_課題 A_: EC注目キーワードの記事は、2023年のECをどの3つの視点から見ると述べているか。
_課題 B_: EC注目キーワードの記事の続きを、最後の文の後から書いてください。

_抜粋本文_:
_____

アフターコロナにおける2023年のEC注目キーワード 事例詳細|つなweB

「コロナ後」とは言っても、まだまだしばらく新型感染症の混乱は続くでしょう。しかし、正常化に向けて動いているのは間違いなく、さまざまな面でコロナ前からはガラリと変わってしまいました。そんな中で2023年はどうなるでしょうか。ECを取り巻くテクノロジー、お客様の動向、法律や規制の3つの視点で見てみます。

 

2023年の「テクノロジー」

2019年から始まった「コロナ禍」。まだまだ完全なる終息は見えませんが、世の中は大きく変わっています。まず注目すべきは、ECを取り巻くテクノロジーです。その中でもAI(人工知能)は(01)、機械学習アルゴリズムとディープラーニングの進化が凄まじく、私達の生活に急速に普及してきました。もはやAIはECにとっては無くてはならないテクノロジーになっています。

_____

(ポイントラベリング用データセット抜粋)
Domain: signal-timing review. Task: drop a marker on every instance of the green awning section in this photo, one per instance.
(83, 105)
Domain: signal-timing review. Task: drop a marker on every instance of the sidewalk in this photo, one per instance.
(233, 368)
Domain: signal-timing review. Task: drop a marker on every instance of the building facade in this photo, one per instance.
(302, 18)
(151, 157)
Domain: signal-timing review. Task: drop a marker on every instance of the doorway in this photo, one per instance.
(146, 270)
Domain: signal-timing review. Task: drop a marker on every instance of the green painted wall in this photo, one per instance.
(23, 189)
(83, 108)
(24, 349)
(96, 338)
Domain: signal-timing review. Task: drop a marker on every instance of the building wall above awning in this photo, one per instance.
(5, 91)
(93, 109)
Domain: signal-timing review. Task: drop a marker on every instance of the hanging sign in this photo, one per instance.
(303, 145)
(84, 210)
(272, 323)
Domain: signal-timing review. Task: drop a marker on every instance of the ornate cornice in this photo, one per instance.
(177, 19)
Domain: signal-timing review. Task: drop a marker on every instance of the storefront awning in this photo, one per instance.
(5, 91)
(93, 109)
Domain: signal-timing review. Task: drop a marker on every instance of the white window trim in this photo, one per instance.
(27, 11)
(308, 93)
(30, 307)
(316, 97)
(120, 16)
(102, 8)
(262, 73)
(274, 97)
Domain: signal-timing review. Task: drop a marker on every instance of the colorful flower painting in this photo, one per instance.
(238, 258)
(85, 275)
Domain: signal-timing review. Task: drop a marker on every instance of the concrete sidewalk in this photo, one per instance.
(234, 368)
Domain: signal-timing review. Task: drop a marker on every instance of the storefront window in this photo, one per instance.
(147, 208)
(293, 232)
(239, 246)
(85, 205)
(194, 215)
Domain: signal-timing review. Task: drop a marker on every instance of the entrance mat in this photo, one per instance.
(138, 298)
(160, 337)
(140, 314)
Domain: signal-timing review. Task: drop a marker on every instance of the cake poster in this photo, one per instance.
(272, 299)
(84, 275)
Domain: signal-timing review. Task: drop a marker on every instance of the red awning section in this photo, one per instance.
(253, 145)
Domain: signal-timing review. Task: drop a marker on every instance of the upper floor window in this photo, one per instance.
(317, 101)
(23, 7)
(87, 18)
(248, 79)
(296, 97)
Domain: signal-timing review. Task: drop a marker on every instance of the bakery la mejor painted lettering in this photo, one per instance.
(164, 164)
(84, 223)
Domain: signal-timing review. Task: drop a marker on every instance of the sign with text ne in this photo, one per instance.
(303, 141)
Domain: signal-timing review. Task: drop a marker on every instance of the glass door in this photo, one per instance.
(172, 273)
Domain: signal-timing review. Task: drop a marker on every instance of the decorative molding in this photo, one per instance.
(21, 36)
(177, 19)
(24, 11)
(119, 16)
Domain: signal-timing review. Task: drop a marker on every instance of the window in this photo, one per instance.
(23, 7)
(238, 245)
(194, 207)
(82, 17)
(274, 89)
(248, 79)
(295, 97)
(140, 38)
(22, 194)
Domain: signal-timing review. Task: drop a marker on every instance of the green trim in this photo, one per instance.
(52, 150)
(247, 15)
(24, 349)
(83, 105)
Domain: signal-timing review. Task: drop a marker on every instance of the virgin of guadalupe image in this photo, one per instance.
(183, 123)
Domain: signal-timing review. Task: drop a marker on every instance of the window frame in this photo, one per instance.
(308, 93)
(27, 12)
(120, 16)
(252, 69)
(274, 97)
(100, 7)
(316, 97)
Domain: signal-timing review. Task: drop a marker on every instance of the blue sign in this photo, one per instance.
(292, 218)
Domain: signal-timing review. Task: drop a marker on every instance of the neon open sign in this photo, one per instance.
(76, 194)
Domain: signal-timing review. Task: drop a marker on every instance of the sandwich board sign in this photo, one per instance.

_____

_回答 A_: テクノロジー、お客様の動向、法律や規制の3つ。

_回答 B_:
リアル回帰で売上が厳しい、円安で仕入れの費用も上がって厳しい店舗さんもあることはありますが、私が計測しているEC全体の売上は全体的には上がっています。総じて、コロナバブルで一気にECが広がり、売上が伸びている企業が増えてきました。そこでかつてからあった大きな課題が、ますます顕著になってきました。人材不足です。ECが儲かるのなら人材を確保してもっと売上を上げたい、さらにサポートしたい企業やソリューションを開発したい企業が出てくるのは当然です。その影響で、アウトソーシングをするか、テクノロジーを使うかという選択が出てきますが、今の流れから考えると、AIを使うという手段はかなり現実的な選択肢になっていると考えられます。

将棋のAIのように、次の一手を教えてくれるとしたらどうでしょう? 今まで天才的な頭脳とセンスで売上を上げてきた店長からすれば、優れたAIがあれば、カスタマーサポート、受注予測や受注作業、ページデザイン、自動ページ生成、検索対策などを自動で行ってくれれば人材がいなくてもある程度はカバーできるようになると考えられます。部下はすべてAIというのは可能かもしれません。そうなれば人は企画やアイデアなどに集中できるようになるかもしれません。

 

01 AIがもたらすECでのメリット
すでにAIの活用により「ECサイトの課題」を解決する事例が多数できています。ECサイトで活用するメリットとしては、例えば上のようなことがあります

 

2023年の「顧客動向」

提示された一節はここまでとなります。